Work order: Give a verbatim quotation of every record.
Data shown Block Start
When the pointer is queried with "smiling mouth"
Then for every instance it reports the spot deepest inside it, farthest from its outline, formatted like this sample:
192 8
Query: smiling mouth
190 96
Data shown Block End
Answer box:
When the pointer is queried with "smiling mouth"
Then for every instance it reports the spot deepest inside it, farthest from its outline, formatted like this sample:
192 8
Query: smiling mouth
190 96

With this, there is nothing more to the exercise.